▸ Requirements
• 1. In the post about turning 40, what did Brandon hand the writer on the morning of the birthday?
• 2. Reproduce the part of the post about turning 40 starting at "Ten years ago, I" and ending at "how they began.".

▸ Text block
Friday morning I woke up standing at the threshold of midlife. For years, I dreaded the day I would turn 40. I thought I’d feel sad or afraid, but I didn’t. I woke up to Brandon handing me a warm Krispy Kreme doughnut and the girls climbing into my bed while cracking over-the-hill jokes. Happiness swept over me, and I realized: life doesn’t get any better than this.
Ten years ago, I never would’ve believed I’d be this at peace over turning 40. When 30 hit me, it felt like the earth shifted beneath my feet. It took a long time to shake off that funk, but I did. And in the last decade, I found my footing as an adult. I became sure of myself and my place in this world. Now, I look back on my thirties as the best decade of my life, despite how they began.
While sitting around reflecting on the last 40 years, I threw together a list of the most valuable lessons I’ve learned over my lifetime. It’s a Carolina girl’s version of 40 Life Lessons in 40 Years. Y’all enjoy!
40 Life Lessons in 40 Years
- Don’t throw the baby out with the bathwater. There ain’t a single one of us who’ve made it 40 years without racking up a list of mistakes and traumas. Don’t allow those bumps in the road to define the whole journey. Treasure the good, and let the rest go.
- You reap what you sow. We live in a world where people seem to have forgotten that every action has a reaction. Every choice we make can come back to haunt – or bless – us.
- Many hands make light work. There ain’t no shame in needing a helping hand, so when the load is too much to bear, ask for help.
- Birds of a feather flock together. Take a good hard look at your tribe; they represent you. If you don’t like what you see, it’s time to find a new tribe.

▸ Record excerpts

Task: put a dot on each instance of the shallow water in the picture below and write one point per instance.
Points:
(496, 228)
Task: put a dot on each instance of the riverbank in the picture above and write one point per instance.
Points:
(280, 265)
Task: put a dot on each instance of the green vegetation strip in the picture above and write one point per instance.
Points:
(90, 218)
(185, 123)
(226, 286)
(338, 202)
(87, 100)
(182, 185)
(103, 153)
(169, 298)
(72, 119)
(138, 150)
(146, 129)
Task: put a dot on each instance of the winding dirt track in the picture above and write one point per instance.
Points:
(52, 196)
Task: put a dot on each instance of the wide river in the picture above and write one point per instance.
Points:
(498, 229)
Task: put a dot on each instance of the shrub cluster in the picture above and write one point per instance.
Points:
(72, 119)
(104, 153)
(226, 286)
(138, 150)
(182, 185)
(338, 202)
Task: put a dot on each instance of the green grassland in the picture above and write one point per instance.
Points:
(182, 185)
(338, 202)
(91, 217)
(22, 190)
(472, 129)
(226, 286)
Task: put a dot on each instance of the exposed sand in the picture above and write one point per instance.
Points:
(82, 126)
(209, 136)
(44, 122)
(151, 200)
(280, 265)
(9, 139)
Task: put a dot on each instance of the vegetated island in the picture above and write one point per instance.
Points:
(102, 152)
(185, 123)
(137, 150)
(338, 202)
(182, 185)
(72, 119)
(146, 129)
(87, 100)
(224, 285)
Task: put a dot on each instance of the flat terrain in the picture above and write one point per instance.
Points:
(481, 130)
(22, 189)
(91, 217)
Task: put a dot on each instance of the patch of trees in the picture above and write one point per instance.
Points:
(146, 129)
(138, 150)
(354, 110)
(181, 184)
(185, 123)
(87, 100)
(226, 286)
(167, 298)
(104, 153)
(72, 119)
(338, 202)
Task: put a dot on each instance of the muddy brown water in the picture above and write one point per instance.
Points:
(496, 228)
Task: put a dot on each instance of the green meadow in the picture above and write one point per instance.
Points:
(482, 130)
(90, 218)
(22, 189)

▸ Answers to the problems
• 1. A warm Krispy Kreme doughnut.

• 2.
Ten years ago, I never would’ve believed I’d be this at peace over turning 40. When 30 hit me, it felt like the earth shifted beneath my feet. It took a long time to shake off that funk, but I did. And in the last decade, I found my footing as an adult. I became sure of myself and my place in this world. Now, I look back on my thirties as the best decade of my life, despite how they began.